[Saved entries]

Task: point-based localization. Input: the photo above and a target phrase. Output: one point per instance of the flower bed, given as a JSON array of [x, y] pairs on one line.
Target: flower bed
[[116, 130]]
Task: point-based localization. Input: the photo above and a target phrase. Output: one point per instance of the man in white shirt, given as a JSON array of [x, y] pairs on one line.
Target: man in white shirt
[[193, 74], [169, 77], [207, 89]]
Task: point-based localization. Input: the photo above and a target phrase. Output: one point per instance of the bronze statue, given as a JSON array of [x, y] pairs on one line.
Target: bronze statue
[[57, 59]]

- _ACTION ITEM_: An exact copy of every entry above is required.

- _RESPONSE BOX_:
Task: point-based localization. Input: the photo above and a target phrase. Output: one point per instance of the flower bed, given as a JSON array of [x, y] pairs on one line.
Target: flower bed
[[116, 130]]
Task: point-based localization. Input: the photo above and a target phrase. Output: one point per instance of the man in white shirt, given as a JSON array of [x, y] pairs on one line.
Target: man in white shirt
[[193, 74], [169, 77], [207, 89]]
Task: point-based localization. Input: the photo above and a target phrase. Output: one point per instance of the bronze statue, given as a JSON array of [x, y] pairs on one line.
Target: bronze statue
[[57, 59]]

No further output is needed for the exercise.